Chrkeller said:
Agreed. Which is why I brought it up. |
But it's also irrelevant as developers always make do with what they have or leverage hardware features.
HoloDust said: I suspect 10th Gen PS/XB will have hardware that will be very Ray Tracing oriented, and that there might be no non-RT versions of games by that time - we're talking several years into 10th Gen, after all cross-gen titles are released and games are only made for 10th Gen. That is something I can see being very hard to port to Switch 2, but by that time (I'm thinking 2030-31), we'll probably have Switch 3. |
Ray Tracing and A.I is the future.
In regards to the Switch 3.0... Nintendo will be releasing the Switch 2.0 in the 5th year of the Xbox Series/Playstation 5, if Nintendo has another long console life cycle, the Switch 3.0 may be near the Xbox 6 and Playstation 7 launch windows anyway... Which was the WiiU predicament going up against the Xbox One and Playstation 4 just a year later.
It can work out for Nintendo if they have the right hardware strategy that appeals.. Some (Not all!) developers would build games all generation long with the Switch 3.0 in mind from the very start.

• _Given information_:

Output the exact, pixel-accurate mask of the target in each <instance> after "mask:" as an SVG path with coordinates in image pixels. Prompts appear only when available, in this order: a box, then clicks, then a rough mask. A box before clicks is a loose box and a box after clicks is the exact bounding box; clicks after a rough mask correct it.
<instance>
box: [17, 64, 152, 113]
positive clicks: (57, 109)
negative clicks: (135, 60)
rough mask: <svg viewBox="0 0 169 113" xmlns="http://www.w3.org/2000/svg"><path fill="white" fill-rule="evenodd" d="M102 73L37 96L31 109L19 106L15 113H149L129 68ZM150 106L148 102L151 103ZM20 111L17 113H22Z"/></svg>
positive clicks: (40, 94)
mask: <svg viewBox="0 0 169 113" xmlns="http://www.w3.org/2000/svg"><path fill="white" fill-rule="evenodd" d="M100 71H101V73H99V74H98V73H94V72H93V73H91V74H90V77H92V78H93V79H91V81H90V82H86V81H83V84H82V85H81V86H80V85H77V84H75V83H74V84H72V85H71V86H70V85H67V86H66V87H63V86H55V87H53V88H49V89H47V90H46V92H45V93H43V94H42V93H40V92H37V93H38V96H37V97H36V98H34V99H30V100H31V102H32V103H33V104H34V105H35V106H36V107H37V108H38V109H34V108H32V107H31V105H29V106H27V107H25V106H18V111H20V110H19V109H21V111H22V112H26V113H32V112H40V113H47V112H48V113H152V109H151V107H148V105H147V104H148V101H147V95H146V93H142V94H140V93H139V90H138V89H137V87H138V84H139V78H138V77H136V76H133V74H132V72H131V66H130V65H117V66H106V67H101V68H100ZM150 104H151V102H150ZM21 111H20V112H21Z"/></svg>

• _Task_: Reproduce word for word the stretch of the forum post on Switch hardware from "HoloDust said: I" through "is the future.".

• _Your solution_:
HoloDust said: I suspect 10th Gen PS/XB will have hardware that will be very Ray Tracing oriented, and that there might be no non-RT versions of games by that time - we're talking several years into 10th Gen, after all cross-gen titles are released and games are only made for 10th Gen. That is something I can see being very hard to port to Switch 2, but by that time (I'm thinking 2030-31), we'll probably have Switch 3. |
Ray Tracing and A.I is the future.